GIVEN INFORMATION:
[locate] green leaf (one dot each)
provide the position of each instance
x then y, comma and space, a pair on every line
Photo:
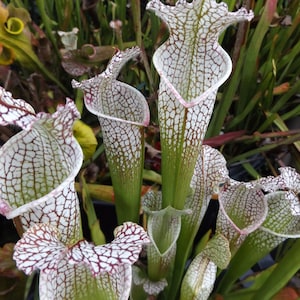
123, 112
192, 66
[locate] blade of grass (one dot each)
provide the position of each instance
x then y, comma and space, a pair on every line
284, 271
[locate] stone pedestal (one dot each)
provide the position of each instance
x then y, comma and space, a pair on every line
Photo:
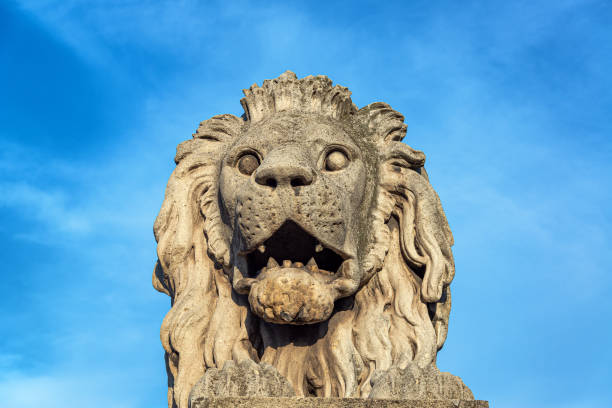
272, 402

WORK TO BE COMPLETED: Could you return every line of the entries above word for word, omitting the pictures?

RIGHT ANSWER:
[locate] green leaf (one dot each)
provide the position of each instance
x then y, comma and space, a pair on every line
Photo:
123, 112
192, 66
[locate] blade of grass (one dot each)
provide the position of each instance
x then y, comma and space, a pair on every line
284, 271
[locate] stone pedestal (one dot each)
provide the position of each instance
x then y, comma and space, a pair on every line
Photo:
272, 402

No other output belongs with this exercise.